And can you tell us the timing then if you get the abandonment approval when that -- what would be timing of bringing trunk line into service? What kind of capacity do you think you could move on it?

Marshall S. McCrea

If everything goes as planned, we expect to bring it on by the second quarter or the middle of 2014. Depending on the shippers that sign up, it could range anywhere from 400,000 barrels a day to 600,000 barrels a day, whether it's light crude or heavy crude. But we do anticipate that because of early conversations, it will probably be more around the 400,000 to 420,000 barrels a day starting mid-2014.

Theodore Durbin - Goldman Sachs Group Inc., Research Division

And any sense of the capital that you'd need to do the conversion?

Marshall S. McCrea

Yes. A lot of that will depend on the amount of shippers that signed up. At ultimately, fully loaded, we're estimating about 1.5 billion.

Theodore Durbin - Goldman Sachs Group Inc., Research Division

Okay, that's very helpful. And then if you can just give us an update on where you are on hedging, whether it's on retained fuel, maybe some of the basis differentials, any of the NGL links for 2013?

Dataset items:

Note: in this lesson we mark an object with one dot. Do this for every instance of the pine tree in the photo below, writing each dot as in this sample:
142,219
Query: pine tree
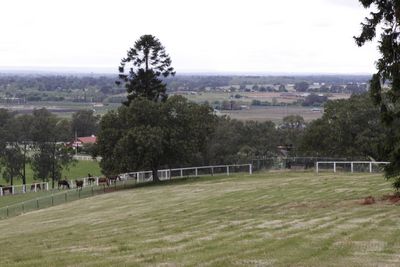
142,69
385,84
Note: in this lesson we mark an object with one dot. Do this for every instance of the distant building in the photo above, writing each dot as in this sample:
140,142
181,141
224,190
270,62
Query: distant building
81,141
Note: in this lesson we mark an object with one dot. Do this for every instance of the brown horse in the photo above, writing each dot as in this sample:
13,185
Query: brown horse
91,180
64,184
79,184
104,181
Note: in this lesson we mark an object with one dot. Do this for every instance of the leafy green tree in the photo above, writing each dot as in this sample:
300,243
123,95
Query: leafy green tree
151,135
234,141
385,84
291,131
51,156
145,63
84,123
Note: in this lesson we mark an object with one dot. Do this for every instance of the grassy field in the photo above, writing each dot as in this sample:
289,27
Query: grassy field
78,170
275,114
268,219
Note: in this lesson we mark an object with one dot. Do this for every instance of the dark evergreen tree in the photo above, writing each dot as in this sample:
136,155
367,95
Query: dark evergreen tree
142,69
385,84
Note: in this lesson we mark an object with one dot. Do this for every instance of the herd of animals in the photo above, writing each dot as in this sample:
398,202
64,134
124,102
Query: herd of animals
64,184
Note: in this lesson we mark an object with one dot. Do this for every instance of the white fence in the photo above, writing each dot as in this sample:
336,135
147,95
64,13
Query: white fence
138,177
352,166
21,189
167,174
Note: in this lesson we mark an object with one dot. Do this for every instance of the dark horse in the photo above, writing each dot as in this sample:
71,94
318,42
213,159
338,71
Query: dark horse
104,181
79,184
6,188
38,187
63,183
113,179
91,179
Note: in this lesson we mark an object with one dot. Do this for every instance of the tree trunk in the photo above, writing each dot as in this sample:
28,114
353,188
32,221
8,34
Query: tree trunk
155,175
24,169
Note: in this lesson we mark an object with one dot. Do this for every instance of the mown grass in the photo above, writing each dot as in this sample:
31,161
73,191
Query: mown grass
80,169
267,219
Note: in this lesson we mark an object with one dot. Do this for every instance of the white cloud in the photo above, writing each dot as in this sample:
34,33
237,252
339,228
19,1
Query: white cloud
236,35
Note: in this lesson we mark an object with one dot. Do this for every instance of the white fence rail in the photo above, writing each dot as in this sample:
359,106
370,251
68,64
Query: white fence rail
21,189
352,166
138,177
167,174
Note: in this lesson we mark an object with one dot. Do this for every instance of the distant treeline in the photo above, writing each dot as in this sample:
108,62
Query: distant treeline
97,87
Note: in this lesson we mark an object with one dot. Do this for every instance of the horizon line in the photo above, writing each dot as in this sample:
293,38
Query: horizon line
108,71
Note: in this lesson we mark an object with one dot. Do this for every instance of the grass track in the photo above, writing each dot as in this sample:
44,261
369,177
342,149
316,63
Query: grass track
78,170
268,219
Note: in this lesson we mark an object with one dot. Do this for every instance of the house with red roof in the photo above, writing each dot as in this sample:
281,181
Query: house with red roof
81,141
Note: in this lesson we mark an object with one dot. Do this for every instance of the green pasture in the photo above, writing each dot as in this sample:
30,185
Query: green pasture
78,170
266,219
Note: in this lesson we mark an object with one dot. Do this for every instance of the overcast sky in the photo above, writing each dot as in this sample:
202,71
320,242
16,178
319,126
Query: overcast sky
244,36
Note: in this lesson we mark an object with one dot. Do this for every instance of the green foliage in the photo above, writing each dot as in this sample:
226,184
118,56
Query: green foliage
234,141
145,63
385,84
84,123
148,135
348,128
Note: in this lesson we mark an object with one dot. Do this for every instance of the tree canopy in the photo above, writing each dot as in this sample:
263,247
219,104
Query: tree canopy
385,84
150,135
140,71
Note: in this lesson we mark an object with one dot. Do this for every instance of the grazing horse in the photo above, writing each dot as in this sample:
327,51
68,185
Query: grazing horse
7,188
104,181
91,180
113,179
79,184
63,183
37,187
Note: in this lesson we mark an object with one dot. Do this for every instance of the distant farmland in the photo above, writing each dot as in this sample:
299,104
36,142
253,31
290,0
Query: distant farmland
275,114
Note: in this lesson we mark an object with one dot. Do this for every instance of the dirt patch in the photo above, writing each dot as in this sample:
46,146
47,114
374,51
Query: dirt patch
395,198
368,200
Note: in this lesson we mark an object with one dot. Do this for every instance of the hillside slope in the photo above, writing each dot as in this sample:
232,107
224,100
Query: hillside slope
277,219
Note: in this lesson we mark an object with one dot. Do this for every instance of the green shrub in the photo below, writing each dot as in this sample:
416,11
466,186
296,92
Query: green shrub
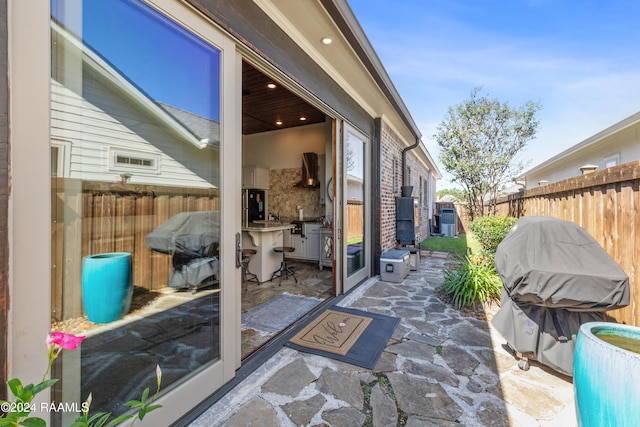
490,230
472,282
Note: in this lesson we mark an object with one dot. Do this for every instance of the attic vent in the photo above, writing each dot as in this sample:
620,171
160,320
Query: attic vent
127,161
134,161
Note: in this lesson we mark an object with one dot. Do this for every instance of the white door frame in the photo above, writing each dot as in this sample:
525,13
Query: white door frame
348,282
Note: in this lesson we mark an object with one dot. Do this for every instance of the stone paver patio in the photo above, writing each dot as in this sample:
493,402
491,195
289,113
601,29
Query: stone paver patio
439,369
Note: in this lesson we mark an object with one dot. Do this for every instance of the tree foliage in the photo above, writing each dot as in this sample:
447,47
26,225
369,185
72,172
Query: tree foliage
479,141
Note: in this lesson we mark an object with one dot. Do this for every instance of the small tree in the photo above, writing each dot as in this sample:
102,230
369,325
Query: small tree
479,140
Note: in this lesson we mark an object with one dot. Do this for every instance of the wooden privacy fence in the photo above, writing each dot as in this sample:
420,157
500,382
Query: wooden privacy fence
355,219
90,217
605,203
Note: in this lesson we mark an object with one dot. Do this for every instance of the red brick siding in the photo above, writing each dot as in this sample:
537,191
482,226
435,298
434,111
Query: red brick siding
391,147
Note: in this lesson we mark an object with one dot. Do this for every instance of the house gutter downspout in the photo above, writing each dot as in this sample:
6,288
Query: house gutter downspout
404,159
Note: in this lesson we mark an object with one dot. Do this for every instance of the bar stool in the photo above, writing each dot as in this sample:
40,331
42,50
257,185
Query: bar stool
248,276
283,270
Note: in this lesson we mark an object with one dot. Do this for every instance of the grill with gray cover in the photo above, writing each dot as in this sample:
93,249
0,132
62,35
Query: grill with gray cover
555,277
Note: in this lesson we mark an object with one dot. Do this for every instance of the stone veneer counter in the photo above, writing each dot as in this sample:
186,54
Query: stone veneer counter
264,238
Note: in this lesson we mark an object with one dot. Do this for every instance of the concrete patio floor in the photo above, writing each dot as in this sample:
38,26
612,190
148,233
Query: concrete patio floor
441,368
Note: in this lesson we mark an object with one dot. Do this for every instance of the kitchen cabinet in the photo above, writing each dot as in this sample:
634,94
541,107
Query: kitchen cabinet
256,176
307,244
312,234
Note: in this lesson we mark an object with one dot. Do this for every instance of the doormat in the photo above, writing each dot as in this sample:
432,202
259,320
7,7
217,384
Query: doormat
324,334
278,313
332,331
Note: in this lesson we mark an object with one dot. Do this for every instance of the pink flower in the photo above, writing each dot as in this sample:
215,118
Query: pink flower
62,340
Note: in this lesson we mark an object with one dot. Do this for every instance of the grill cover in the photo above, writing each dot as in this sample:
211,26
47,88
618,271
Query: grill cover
187,234
555,277
192,239
554,263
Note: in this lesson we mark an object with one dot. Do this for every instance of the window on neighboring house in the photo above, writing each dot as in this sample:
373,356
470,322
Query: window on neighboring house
611,161
60,158
134,161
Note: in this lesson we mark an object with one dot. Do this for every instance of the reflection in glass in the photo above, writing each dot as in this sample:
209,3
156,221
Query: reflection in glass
355,203
135,169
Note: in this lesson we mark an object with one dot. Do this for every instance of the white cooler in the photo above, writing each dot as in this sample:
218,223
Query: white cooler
394,265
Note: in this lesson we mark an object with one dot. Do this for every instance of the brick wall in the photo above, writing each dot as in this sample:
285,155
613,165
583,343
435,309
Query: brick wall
391,149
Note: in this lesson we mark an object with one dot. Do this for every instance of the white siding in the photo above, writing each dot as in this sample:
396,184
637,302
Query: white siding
103,118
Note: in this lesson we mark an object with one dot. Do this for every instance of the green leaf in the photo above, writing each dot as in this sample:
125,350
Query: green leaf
98,415
102,420
145,395
120,419
15,386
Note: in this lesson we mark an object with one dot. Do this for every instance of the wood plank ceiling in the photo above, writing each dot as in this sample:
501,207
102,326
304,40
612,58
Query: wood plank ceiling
262,107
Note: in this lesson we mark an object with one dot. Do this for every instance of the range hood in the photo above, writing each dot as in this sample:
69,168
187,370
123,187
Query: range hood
309,171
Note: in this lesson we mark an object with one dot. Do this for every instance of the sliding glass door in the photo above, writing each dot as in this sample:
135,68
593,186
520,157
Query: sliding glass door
355,204
139,260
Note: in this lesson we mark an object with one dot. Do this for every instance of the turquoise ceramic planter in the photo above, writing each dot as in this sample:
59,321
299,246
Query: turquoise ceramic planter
107,287
606,375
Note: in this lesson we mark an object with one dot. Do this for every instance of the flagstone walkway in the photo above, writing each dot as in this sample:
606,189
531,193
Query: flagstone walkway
439,369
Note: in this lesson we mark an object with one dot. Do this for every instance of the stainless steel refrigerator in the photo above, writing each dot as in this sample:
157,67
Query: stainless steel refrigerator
254,205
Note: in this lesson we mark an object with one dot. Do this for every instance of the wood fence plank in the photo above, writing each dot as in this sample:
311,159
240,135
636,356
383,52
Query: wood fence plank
605,203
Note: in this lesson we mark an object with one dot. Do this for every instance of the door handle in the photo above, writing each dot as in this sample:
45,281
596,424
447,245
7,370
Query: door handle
238,251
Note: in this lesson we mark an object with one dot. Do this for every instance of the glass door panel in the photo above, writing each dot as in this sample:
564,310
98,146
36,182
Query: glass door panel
136,212
355,203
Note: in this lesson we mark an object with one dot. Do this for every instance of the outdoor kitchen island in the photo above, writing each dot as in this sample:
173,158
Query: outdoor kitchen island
264,237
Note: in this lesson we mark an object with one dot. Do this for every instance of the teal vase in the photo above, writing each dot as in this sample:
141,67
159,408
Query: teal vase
107,287
606,375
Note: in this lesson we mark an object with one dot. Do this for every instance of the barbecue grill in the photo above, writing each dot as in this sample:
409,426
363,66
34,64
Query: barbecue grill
555,277
192,239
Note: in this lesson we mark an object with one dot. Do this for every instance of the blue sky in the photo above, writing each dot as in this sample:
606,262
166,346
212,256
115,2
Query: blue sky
162,59
579,59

Task description
Reproduce the call transcript word for word, everything from "And can you" down to "do the conversion?".

In response
And can you tell us the timing then if you get the abandonment approval when that -- what would be timing of bringing trunk line into service? What kind of capacity do you think you could move on it?

Marshall S. McCrea

If everything goes as planned, we expect to bring it on by the second quarter or the middle of 2014. Depending on the shippers that sign up, it could range anywhere from 400,000 barrels a day to 600,000 barrels a day, whether it's light crude or heavy crude. But we do anticipate that because of early conversations, it will probably be more around the 400,000 to 420,000 barrels a day starting mid-2014.

Theodore Durbin - Goldman Sachs Group Inc., Research Division

And any sense of the capital that you'd need to do the conversion?